> Problem a: Output everything from "3. Results and" down to "et al. [51]." in the bridge pier scour passage, copying it exactly.

- - -

At the end of each experiment, water was drained off from the flume carefully to keep the scour pattern unaffected from the drawdown flushing. The scour holes and scour pattern profiles around piers were then accurately measured with the help of a depth gauge. The measuring section for the eroded profile of scour hole was chosen at about 1.0 m long along the upstream and downstream with the pier at the center (Table 2). The duration of each run was always considered as 24 h, during which the equilibrium scour depth was achieved [50]. The detail of experiments performed in the rectangular flume are shown in Figure 3.

3. Results and Discussion

3.1. Time Variation of Scour Depth at Bridge Pier Shapes

Figure 4a,b shows the temporal evolution of scour depth at the location of maximum scour depth for shapes S₂ and S₅, i.e., tests (3, 4, 15, 16) and (9, 10, 21, 22), respectively. For each of the pier shapes, the scour depth initially increased, reaching a maximum value, and then asymptotically approached a stable state. Hence, it can also be concluded that that the rate of scour depth decreases with time. From the observations, it may be noted that about 75% of the maximum scour depth was reached initially at about first four hours of the experiment, which is similar to the results obtained by Lu et al. [51].

The rate of increase of scour depth for different bed sediments (d₅₀ = 0.71 mm and 0.98 mm) was the same during the initial development of scour hole; however, it was different in the long-term phase. The reason may be that as the scour hole deepens, the removal of sediment particles from the scour hole becomes more difficult. This observation is consistent with that observed by Khaple et al. [49] for different bed materials.

3.2. Variation of Maximum Scour Depth with Pier Size and Shape

Figure 5a,b shows the variation of final scour depth with pier size for different pier shapes. Furthermore, it demonstrates that on both median sediment sizes (d₅₀ = 0.71 mm, 0.98 mm) the maximum scour depth for square pier shape (S₂) model was greater than that of other pier shape models, i.e., S₁, S₃, S₄, S₅, and S₆. Similarly, the octagonal pier shape (S₅) shows the minimum final scour depth for both median sediment sizes. It was observed that the maximum percentage reduction of scour depth for shape S₅ having pier size 5 cm was 34% and 31.8% with bed material 0.71 mm and 0.98 mm, respectively, when compared to shape S₂. Similarly, when pier size was 10 cm, the reduction of scour depth for shape S₅ was 40.1% and 38.9% when bed material was 0.71 mm and 0.98 mm, respectively. It is interesting to note that the S₅ with D_p = 10 cm had less final scour depth as compared to all other pier shapes having D_p = 5 cm, as shown in Figure 5a,b.

It is also obvious from the results that the smaller the pier size (D_p = 5 cm), the lower the scour depth, whereas higher scour depth occurred at a larger pier size (D_p = 10 cm). The reason behind this was that by increasing the pier size, the obstruction to water was increased, resulting in the enhancement of downflow and horse-shoe vortex and hence the pier scour depth.

- - -

> Problem b: In the records, rewrite everything from the line containing "boulder in this photo." down to the end of the records, changing "pick planner" to "grasp planner" and keeping everything else the same. Leave the pictures out.

- - -

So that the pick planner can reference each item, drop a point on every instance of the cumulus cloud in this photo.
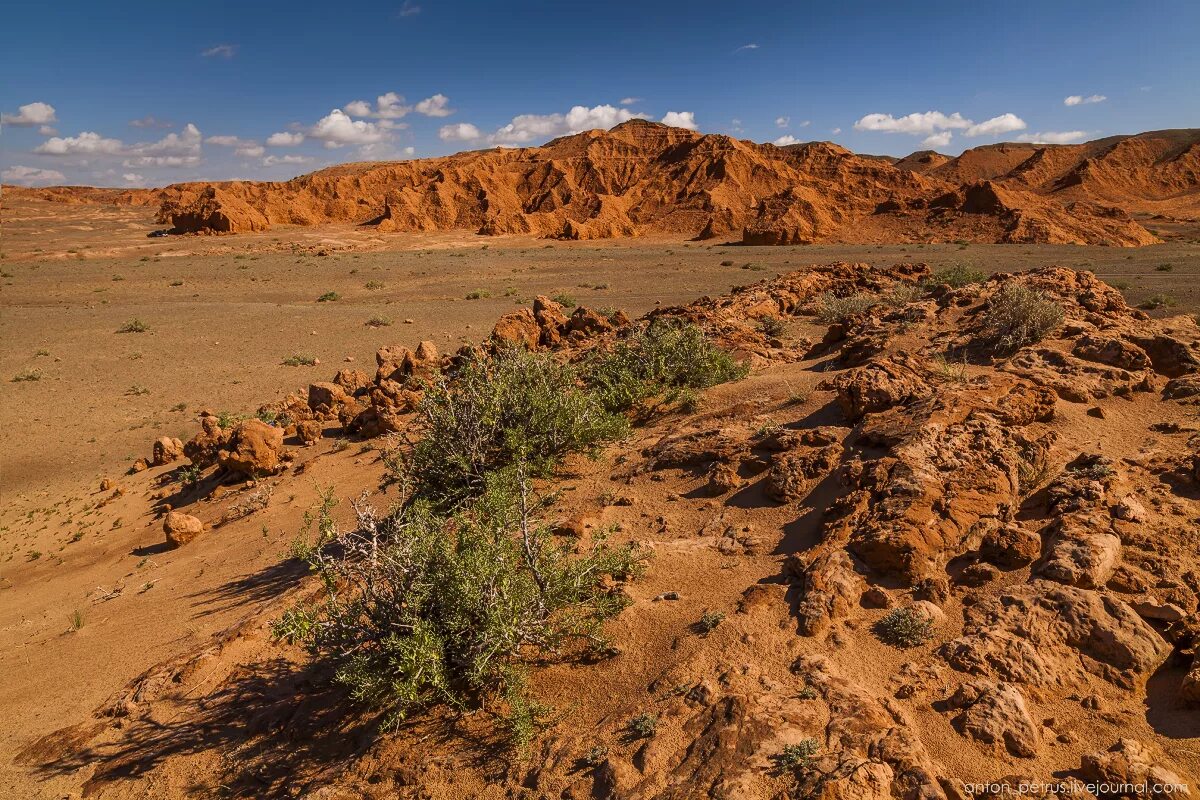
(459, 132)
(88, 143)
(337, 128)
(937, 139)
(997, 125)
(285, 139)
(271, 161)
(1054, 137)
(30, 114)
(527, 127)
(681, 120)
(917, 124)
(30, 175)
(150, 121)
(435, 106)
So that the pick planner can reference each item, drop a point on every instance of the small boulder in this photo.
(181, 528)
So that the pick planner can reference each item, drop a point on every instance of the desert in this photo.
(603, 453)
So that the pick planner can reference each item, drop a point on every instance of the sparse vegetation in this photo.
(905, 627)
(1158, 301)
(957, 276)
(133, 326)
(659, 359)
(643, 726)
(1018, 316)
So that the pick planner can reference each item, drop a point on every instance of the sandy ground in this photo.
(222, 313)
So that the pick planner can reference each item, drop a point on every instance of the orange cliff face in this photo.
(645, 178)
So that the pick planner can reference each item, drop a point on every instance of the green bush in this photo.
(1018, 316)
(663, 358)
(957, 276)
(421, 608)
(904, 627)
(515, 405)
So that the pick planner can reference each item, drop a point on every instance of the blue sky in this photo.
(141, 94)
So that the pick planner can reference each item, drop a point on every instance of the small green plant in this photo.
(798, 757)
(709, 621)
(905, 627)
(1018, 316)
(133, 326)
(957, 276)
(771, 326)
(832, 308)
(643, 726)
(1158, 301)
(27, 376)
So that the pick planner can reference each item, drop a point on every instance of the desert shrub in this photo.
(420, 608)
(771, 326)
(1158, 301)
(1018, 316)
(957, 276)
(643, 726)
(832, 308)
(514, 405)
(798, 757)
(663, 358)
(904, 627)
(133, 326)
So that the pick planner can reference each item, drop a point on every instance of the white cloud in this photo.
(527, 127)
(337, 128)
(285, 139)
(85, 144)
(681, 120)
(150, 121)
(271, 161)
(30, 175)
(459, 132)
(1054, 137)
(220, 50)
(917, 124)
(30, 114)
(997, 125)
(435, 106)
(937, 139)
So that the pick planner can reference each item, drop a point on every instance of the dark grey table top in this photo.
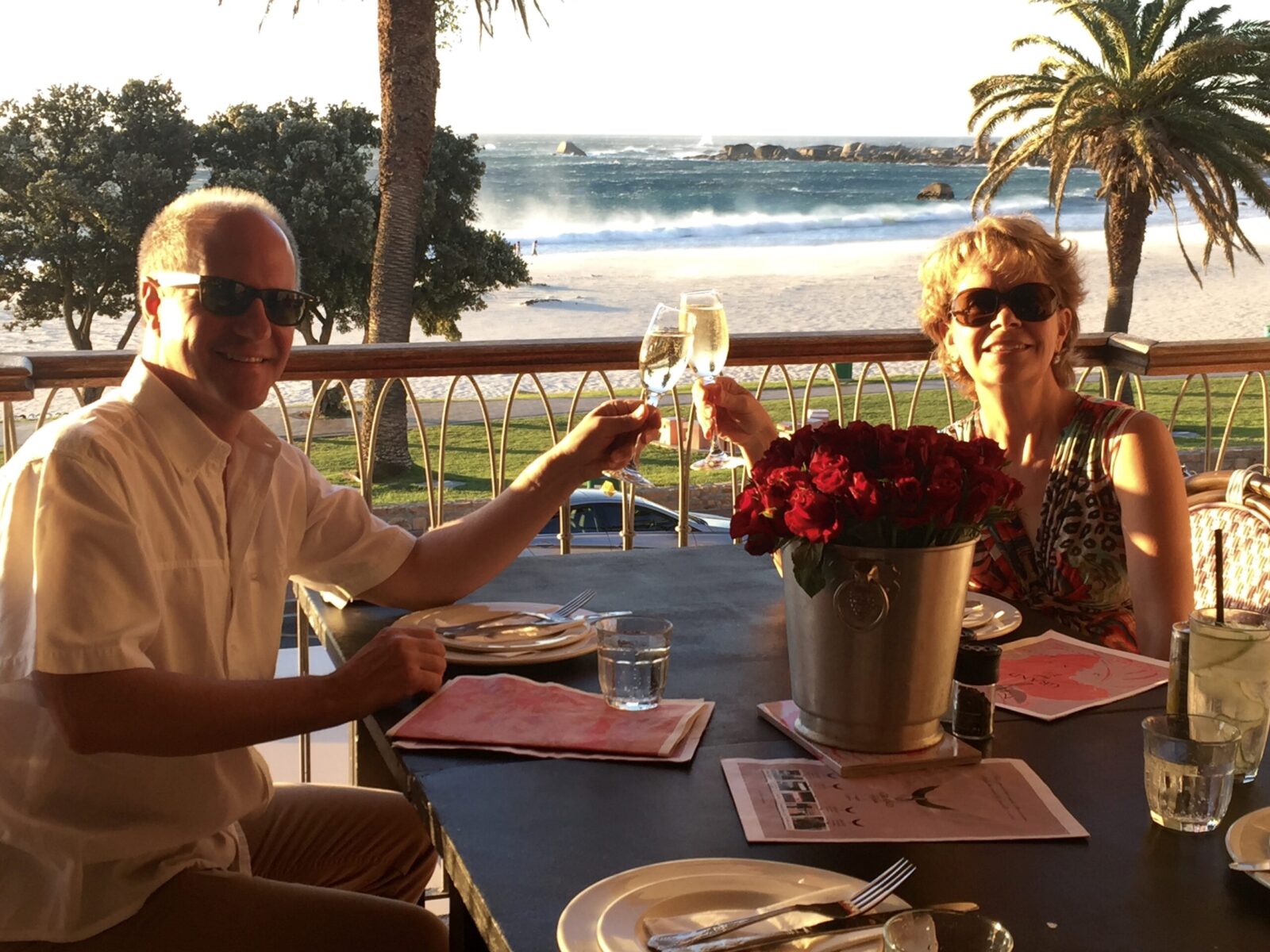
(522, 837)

- - -

> Expected output a:
3. Results and Discussion

3.1. Time Variation of Scour Depth at Bridge Pier Shapes

Figure 4a,b shows the temporal evolution of scour depth at the location of maximum scour depth for shapes S₂ and S₅, i.e., tests (3, 4, 15, 16) and (9, 10, 21, 22), respectively. For each of the pier shapes, the scour depth initially increased, reaching a maximum value, and then asymptotically approached a stable state. Hence, it can also be concluded that that the rate of scour depth decreases with time. From the observations, it may be noted that about 75% of the maximum scour depth was reached initially at about first four hours of the experiment, which is similar to the results obtained by Lu et al. [51].

> Expected output b:
So that the grasp planner can reference each item, drop a point on every instance of the small boulder in this photo.
(181, 528)
So that the grasp planner can reference each item, drop a point on every instance of the desert in this photo.
(603, 453)
So that the grasp planner can reference each item, drop a point on every instance of the sparse vegetation in this photo.
(905, 627)
(1158, 301)
(957, 276)
(133, 326)
(659, 359)
(643, 726)
(1018, 316)
So that the grasp planner can reference each item, drop a point on every instance of the sandy ground in this photo.
(222, 313)
So that the grasp planner can reference each item, drop a point on every instance of the orange cliff face in this photo.
(645, 178)
So that the grasp planner can reference each item, drop a point on every instance of the green bush in this photo.
(1018, 316)
(663, 358)
(957, 276)
(421, 608)
(904, 627)
(515, 405)
So that the grasp planner can reference each item, drop a point on every instance of the blue sky in this photo.
(141, 94)
So that the grasp planner can reference each item, drop a point on every instance of the small green plant in this photo.
(798, 757)
(709, 621)
(905, 627)
(1018, 316)
(133, 326)
(957, 276)
(771, 326)
(832, 308)
(643, 726)
(1158, 301)
(27, 376)
So that the grasp planner can reference each item, drop a point on every instance of the desert shrub in this photo.
(420, 608)
(771, 326)
(1158, 301)
(1018, 316)
(957, 276)
(643, 726)
(832, 308)
(514, 405)
(798, 757)
(663, 358)
(904, 627)
(133, 326)
So that the grasp planner can reference each item, drop a point on every instance of the white cloud in this photo.
(527, 127)
(337, 128)
(285, 139)
(85, 144)
(681, 120)
(150, 121)
(271, 161)
(30, 175)
(459, 132)
(1054, 137)
(220, 50)
(917, 124)
(30, 114)
(997, 125)
(435, 106)
(937, 139)
So that the grasp planner can reference each item, drop a point on every instance of the dark grey table top in this photo.
(522, 837)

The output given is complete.